** WRITTEN INSTRUCTION **
Rewrite all of the records below as a numbered list with one line per item, leaving out any blank lines.
*** GIVEN RECORDS ***
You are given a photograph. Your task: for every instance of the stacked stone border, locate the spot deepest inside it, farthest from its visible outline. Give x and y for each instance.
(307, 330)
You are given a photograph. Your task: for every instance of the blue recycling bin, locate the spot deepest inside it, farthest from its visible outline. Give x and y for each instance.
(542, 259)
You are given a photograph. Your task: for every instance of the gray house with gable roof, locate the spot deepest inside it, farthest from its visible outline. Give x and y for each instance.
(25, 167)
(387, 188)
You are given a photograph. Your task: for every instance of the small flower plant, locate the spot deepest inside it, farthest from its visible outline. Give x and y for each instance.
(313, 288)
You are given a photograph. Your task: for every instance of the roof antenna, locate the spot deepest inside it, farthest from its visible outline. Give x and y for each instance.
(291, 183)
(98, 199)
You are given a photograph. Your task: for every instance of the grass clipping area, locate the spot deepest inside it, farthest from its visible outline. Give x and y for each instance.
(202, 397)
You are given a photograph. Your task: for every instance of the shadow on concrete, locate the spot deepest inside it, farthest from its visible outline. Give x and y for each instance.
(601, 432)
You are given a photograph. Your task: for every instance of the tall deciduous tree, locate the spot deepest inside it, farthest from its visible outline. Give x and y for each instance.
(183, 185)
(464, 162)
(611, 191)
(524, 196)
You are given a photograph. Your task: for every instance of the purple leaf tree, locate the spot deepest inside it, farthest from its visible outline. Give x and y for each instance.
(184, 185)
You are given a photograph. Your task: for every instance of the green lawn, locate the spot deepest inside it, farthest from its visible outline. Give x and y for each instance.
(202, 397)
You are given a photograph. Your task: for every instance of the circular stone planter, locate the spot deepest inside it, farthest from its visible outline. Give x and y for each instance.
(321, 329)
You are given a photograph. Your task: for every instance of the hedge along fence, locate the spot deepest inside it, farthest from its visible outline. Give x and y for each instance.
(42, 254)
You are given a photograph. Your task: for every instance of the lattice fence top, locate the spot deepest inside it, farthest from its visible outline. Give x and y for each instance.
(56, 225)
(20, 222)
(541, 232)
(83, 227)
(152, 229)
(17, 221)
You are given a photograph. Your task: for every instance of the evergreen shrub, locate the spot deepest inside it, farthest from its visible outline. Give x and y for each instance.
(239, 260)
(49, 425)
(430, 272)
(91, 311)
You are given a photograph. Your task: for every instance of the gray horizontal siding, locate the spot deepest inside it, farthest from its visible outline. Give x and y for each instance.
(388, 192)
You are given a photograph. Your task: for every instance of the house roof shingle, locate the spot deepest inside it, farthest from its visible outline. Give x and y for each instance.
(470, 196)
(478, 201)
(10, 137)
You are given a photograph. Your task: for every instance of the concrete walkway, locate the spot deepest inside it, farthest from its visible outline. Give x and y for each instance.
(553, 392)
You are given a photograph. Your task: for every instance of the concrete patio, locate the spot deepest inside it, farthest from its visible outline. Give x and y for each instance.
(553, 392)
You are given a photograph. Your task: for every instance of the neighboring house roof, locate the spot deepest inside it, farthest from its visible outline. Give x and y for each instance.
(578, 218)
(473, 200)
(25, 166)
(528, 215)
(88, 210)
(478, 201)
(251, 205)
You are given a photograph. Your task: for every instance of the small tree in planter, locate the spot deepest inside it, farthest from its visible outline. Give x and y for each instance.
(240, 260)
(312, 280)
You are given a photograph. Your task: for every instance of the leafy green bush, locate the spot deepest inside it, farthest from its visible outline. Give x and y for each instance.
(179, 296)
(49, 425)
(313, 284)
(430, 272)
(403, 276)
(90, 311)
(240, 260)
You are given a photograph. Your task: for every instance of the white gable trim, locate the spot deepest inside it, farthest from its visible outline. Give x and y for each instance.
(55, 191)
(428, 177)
***
** THE COMPLETED TASK **
1. You are given a photograph. Your task: for every instance of the stacked stone border, locate the spot deepest inside it, farthest from its visible outline. Give x and y for each instance.
2. (307, 330)
3. You are given a photograph. Your task: for every instance of the blue recycling bin, locate the spot deepest inside it, farthest from its visible outline. Give x and y for each instance.
4. (542, 259)
5. You are given a photograph. Your task: for every instance of the gray house with gable roof, locate the spot deepest inside it, farthest from its visible outline. Give x and y for each instance.
6. (25, 167)
7. (387, 188)
8. You are given a photograph. Your task: for every instance of the small flower plant, locate the spot deepest inside it, farthest from its visible outline. Give x and y for each instance.
9. (313, 288)
10. You are given a photograph. Your task: for every instance of the roof antenna, locate the spot deepest inside it, farthest from its visible outline. Give x and y for each instance.
11. (291, 183)
12. (98, 199)
13. You are given a photograph. Your task: for every instance of the grass clipping area, locate the spot deepest inside it, farthest from its visible outline. Give x and y for each instance.
14. (202, 397)
15. You are given a photograph. Your task: for every instance of the shadow on concrete, locate the spot deepest inside it, farthest from its visible outline. Give x and y for each instance.
16. (601, 432)
17. You are given a photograph. Your task: for every instance of the tall deciduous tree, locate the spot deepest inside it, farthest from its visible outline. Give x and y for each instance.
18. (183, 185)
19. (464, 162)
20. (611, 191)
21. (524, 196)
22. You are given a photograph. Your task: for every instance of the purple leaf tree, locate the spot deepest inside it, farthest from its visible outline. Give x and y for each instance.
23. (184, 185)
24. You are given a photograph. Your task: for every instance of the green lawn, locate the spot deepest inside it, farthest from its visible outline. Give x and y for each instance.
25. (202, 397)
26. You are given a photograph. Your task: for every instance of the circular stone planter, locate the spot deepest inside it, farthest from its visible outline. Give x and y for each instance.
27. (321, 329)
28. You are given a photograph. Your task: for every instance of the hedge along fence, locate the spot deepest inside it, farthest from its visible outline. Give x and y for each instance.
29. (42, 254)
30. You are given a photograph. Your task: for every instance of the lattice fence top, locate the spot deepest inside it, farthest from its visible outline. Give x and y for each instance.
31. (56, 225)
32. (20, 222)
33. (541, 232)
34. (83, 227)
35. (152, 229)
36. (17, 221)
37. You are given a photograph. Your task: for every instance of the evergreen shrub, locate the spot deepest inside it, farthest from its visible outline. Give x and y for each instance.
38. (239, 260)
39. (49, 425)
40. (430, 272)
41. (91, 311)
42. You are given a photograph. Your task: for every instance of the gray horizontal siding, locate the spot deepest inside it, farthest from its visible outline. Give x and y for each instance.
43. (388, 192)
44. You are given a photograph. Your task: for every instance of the house roof shingle, locate the spot deepest inside it, farthest from its visible outline. Give x and y for each instance.
45. (470, 196)
46. (478, 201)
47. (10, 137)
48. You are given a photograph. Your task: for every instance of the concrete walkway, locate the spot deepest inside it, farthest from its visible outline. Give x and y for each instance.
49. (553, 392)
50. You are given a photograph. Your task: for every instance of the concrete patio, locate the spot deepest inside it, farthest from its visible outline. Give x and y for each instance.
51. (553, 392)
52. You are given a photograph. Your task: for every instance of the neighboring house roof, locate the spot deepest inside it, farthest from its visible outline. Give x and y for each instance.
53. (578, 218)
54. (473, 200)
55. (25, 166)
56. (528, 215)
57. (88, 210)
58. (478, 201)
59. (251, 205)
60. You are given a photograph. Your task: for every instance of the small tree in planter, locate the spot deepest inside it, farthest from its visible outline. Give x and y for each instance.
61. (240, 260)
62. (312, 280)
63. You are given a photograph. Your task: for every instance of the leafy green bush, locate the spot deepest inside it, farthest from its visible outline. Give x and y for each instance.
64. (179, 296)
65. (49, 425)
66. (313, 284)
67. (430, 272)
68. (403, 276)
69. (90, 311)
70. (240, 260)
71. You are given a photograph. Your task: for every instance of the white gable trim, locate the spot deepest inside it, farthest from its visible outline. Give x and y for each instance.
72. (55, 191)
73. (428, 177)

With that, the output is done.